━━ Фрагмент документа ━━

Неразоблаченный до сего времени источник КГБ «Д-104» с течением времени завоевал себе хорошее положение в Пуллахе. Дроздов говорит по этому поводу: «Мы совершенно точно знали, какой информацией БНД располагала о нашем военном и экономическом положении и какие операции они проводили против нас».

В каком отделе БНД тогда работал «Д-104», Дроздов сегодня никак не хочет говорить. В беседе с «Фокусом» он только цитирует один пассаж из своей книги: ««Д-104» работал в интересном для нас и важном для БНД подотделе».

На вопрос, был ли это реферат (подразделение), который занимался контршпионажем и перевербовкой агентуры, Дроздов отвечает молчанием и качает головой:

«По этому поводу я ничего не скажу».

В декабре 1976 года подразделение КГБ, которым руководит Дроздов, терпит фиаско: по наводке одного перебежчика разоблачается Хофер. Но здесь вступает в действие стратегическая линия КГБ. Тогдашний президент БНД Герхард Вессель в циркуляре по поводу этой успешно проведенной контрразведывательной операции выразил свое удовлетворение, но никто в БНД не имеет никакого понятия о «Д-104». Вскоре после ареста Хофер КГБ по соображениям безопасности распускает конспиративный офицерский клуб. Но к тому времени «Д-104» уже давно знал, в какой союз он попал.

Дроздов рассказывает:

«Тогда мы ему сказали, что он должен вести себя тихо, и тогда с ним ничего не случится».

Очень смелый прогноз.

Мемуары генерала КГБ, которые первоначально предназначались для узкого круга читателей, возможно, в первый раз могут причинить «Д-104» действительные неприятности. В Пуллахе теперь начинается поиск «крота».

Вслед за немцами, подготовившими деловую и взвешенную публикацию, включились в беспокойный хор и российские журналисты. Если немцы стали искать «Д-104» у себя в БНД, то российские журналисты, присоединившиеся в ним, к сожалению, не воспользовались возможностью поговорить с автором книги.

Их статьи, кроме одной, из Бонна, Парижа, Гамбурга больше содержали собственных предположений, броских заголовков. Это побудило руководителя прессбюро СВР РФ Ю.Кобаладзе дать по радио «Эхо Москвы» сообщение следующего содержания: 

«07.09.95 РОССИЯ-ГЕРМАНИЯ-РАЗВЕДКА

«Юрий Дроздов человек опытный, и я не сомневаюсь, что он никогда не рассказал бы корреспондентам о том, что противоречило бы правилам игры или могло нанести ущерб разведке», — заявил в интервью радиостанции «Эхо Москвы» руководитель пресс-бюро службы внешней разведки России Юрий Кобаладзе.

Напомним, более года назад в своей книге «Нужная работа» бывший генерал КГБ Юрий Дроздов, долгое время руководивший управлением нелегальных операций, писал об агенте «Д-104», который действовал в самом центре германской разведки БНД. Позже Дроздов в интервью немецкому журналу «Фокус» сообщил, что работа с агентом была прекращена в 1977 году и «Д-104» был законсервирован. По мнению немецких спецслужб, это означает, что за 20 лет агент наверняка занял весьма высокие посты. Один из экспертов немецкой разведки в интервью «Фокусу» отметил, что эта информация, если она правдива, — грандиозное фиаско не только для Германии, но и для всего НАТО.

━━━
━━ Исходные данные ━━

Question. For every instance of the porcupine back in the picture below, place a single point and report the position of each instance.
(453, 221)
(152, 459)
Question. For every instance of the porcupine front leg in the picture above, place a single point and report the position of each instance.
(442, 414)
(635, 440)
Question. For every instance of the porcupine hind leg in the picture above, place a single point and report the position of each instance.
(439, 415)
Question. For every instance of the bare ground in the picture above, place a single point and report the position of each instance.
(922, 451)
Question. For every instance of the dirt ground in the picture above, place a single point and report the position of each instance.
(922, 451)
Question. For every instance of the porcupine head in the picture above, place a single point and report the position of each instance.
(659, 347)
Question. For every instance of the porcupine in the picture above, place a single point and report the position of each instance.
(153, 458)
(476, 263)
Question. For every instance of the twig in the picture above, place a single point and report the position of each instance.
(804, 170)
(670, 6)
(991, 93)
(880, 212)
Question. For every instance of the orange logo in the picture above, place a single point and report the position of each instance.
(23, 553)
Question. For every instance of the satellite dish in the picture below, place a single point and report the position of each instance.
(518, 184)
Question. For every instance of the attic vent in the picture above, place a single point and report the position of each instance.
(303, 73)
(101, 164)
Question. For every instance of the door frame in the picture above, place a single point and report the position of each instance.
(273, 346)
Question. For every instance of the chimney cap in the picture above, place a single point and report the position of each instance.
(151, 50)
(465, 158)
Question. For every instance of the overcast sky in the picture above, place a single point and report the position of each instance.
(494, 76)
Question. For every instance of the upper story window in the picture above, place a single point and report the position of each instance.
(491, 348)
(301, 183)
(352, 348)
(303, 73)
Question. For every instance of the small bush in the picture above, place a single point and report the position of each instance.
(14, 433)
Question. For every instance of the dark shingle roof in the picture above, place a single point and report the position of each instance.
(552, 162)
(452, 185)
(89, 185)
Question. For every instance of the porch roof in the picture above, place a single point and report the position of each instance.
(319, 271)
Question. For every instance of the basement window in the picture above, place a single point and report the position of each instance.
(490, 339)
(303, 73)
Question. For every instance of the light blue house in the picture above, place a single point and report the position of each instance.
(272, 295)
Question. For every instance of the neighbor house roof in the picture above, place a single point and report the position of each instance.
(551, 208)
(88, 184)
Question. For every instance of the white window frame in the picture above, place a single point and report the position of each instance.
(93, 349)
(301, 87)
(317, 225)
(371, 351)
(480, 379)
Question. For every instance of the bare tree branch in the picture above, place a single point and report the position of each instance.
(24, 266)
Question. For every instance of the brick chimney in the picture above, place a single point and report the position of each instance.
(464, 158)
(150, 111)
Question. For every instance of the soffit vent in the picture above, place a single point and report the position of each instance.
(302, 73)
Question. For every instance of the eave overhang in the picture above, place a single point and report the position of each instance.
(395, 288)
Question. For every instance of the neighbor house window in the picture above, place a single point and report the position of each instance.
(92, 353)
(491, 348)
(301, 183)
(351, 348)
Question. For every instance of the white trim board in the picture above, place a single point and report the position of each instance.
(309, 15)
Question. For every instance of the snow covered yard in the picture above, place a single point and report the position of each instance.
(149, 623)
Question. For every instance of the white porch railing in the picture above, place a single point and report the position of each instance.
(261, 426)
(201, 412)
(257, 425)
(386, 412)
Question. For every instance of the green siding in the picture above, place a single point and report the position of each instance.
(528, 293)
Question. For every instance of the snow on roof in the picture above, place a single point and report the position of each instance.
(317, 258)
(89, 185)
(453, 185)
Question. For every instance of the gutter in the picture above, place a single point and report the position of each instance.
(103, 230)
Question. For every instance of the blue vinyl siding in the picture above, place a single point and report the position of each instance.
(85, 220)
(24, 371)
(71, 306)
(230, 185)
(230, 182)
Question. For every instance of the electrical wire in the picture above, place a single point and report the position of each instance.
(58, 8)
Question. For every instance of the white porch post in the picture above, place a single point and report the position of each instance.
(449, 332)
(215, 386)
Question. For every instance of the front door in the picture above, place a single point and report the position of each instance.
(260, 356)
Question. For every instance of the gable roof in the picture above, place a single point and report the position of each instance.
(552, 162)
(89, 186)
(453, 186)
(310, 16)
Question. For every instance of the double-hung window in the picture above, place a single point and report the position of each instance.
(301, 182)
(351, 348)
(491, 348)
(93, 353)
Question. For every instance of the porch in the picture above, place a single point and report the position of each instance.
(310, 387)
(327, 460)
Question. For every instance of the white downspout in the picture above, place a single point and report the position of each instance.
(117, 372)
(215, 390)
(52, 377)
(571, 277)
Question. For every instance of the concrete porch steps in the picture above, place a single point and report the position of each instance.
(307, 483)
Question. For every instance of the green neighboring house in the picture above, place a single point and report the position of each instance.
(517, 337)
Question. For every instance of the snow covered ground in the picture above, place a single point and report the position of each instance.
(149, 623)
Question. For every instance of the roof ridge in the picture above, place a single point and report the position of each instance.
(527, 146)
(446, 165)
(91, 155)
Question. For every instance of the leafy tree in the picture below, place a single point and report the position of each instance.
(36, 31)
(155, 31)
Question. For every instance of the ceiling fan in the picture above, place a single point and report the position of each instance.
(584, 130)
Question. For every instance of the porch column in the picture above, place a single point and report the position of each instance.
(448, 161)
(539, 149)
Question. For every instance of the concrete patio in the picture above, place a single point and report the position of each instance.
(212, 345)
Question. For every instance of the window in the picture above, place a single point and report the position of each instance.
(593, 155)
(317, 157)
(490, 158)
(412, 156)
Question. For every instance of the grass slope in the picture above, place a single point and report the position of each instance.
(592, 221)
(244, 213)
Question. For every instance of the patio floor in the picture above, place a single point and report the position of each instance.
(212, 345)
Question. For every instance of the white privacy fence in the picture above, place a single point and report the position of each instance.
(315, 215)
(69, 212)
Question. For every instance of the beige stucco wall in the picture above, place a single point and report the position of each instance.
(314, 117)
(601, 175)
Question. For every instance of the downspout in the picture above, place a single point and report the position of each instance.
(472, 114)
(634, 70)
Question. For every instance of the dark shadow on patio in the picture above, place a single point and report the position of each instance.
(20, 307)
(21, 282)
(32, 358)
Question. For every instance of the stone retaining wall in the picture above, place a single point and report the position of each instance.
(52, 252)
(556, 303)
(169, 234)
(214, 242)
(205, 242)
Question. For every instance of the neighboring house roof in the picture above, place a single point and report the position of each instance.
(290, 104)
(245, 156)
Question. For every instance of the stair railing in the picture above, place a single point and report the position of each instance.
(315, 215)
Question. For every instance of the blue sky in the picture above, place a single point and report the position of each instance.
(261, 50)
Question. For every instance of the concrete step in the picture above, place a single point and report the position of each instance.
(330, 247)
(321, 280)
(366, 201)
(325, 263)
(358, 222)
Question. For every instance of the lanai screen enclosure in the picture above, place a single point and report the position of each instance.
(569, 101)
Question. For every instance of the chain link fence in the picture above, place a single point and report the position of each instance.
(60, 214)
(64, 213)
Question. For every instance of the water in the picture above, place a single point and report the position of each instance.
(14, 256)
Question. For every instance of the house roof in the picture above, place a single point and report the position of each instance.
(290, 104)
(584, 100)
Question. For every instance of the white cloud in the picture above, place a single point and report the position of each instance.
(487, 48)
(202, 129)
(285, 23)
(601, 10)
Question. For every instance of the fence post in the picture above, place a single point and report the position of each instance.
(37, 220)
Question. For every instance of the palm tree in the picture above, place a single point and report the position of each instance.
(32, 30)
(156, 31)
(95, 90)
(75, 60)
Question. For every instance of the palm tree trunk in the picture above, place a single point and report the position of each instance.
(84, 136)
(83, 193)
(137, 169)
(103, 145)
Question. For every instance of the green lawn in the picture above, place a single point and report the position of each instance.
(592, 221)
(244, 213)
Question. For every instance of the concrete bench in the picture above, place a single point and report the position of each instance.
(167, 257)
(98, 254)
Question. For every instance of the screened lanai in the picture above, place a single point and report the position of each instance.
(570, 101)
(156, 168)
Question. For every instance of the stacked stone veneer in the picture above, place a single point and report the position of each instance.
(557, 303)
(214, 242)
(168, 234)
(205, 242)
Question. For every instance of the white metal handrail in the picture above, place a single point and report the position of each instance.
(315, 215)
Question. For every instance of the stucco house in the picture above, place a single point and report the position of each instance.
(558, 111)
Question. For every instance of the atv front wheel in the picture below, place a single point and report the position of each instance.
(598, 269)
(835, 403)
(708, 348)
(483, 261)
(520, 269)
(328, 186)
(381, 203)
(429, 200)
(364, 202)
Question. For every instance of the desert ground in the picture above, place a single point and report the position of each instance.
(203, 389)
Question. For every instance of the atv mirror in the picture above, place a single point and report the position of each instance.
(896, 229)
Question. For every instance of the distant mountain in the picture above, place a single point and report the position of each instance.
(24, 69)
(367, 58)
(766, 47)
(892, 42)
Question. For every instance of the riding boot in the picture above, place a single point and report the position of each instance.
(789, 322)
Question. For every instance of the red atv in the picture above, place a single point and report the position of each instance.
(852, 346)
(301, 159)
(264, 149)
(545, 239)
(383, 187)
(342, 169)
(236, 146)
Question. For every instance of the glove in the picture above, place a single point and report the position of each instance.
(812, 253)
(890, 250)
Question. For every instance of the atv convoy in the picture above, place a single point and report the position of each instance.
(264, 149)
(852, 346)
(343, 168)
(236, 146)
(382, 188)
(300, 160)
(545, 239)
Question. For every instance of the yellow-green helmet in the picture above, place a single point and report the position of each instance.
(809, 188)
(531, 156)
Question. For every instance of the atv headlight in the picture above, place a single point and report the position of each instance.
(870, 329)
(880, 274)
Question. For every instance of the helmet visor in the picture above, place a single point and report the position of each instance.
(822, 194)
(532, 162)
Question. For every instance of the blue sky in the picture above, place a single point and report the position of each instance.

━━━

Задания:
a) Измени отрывок из текста об агенте «Д-104», начиная со слов «Очень смелый прогноз.» и вплоть до слов «с автором книги.»: вместо «журналисты» поставь «репортёры».
b) Выпиши из записей все строки, где встречается слово «tree», с учетом регистра букв.
Текст и записи между собой никак не связаны.

Ответы к заданиям:
a)
Очень смелый прогноз.

Мемуары генерала КГБ, которые первоначально предназначались для узкого круга читателей, возможно, в первый раз могут причинить «Д-104» действительные неприятности. В Пуллахе теперь начинается поиск «крота».

Вслед за немцами, подготовившими деловую и взвешенную публикацию, включились в беспокойный хор и российские репортёры. Если немцы стали искать «Д-104» у себя в БНД, то российские репортёры, присоединившиеся в ним, к сожалению, не воспользовались возможностью поговорить с автором книги.

b)
Question. For every instance of the bare tree branch in the picture above, place a single point and report the position of each instance.
Question. For every instance of the leafy tree in the picture below, place a single point and report the position of each instance.
Question. For every instance of the palm tree in the picture above, place a single point and report the position of each instance.
Question. For every instance of the palm tree trunk in the picture above, place a single point and report the position of each instance.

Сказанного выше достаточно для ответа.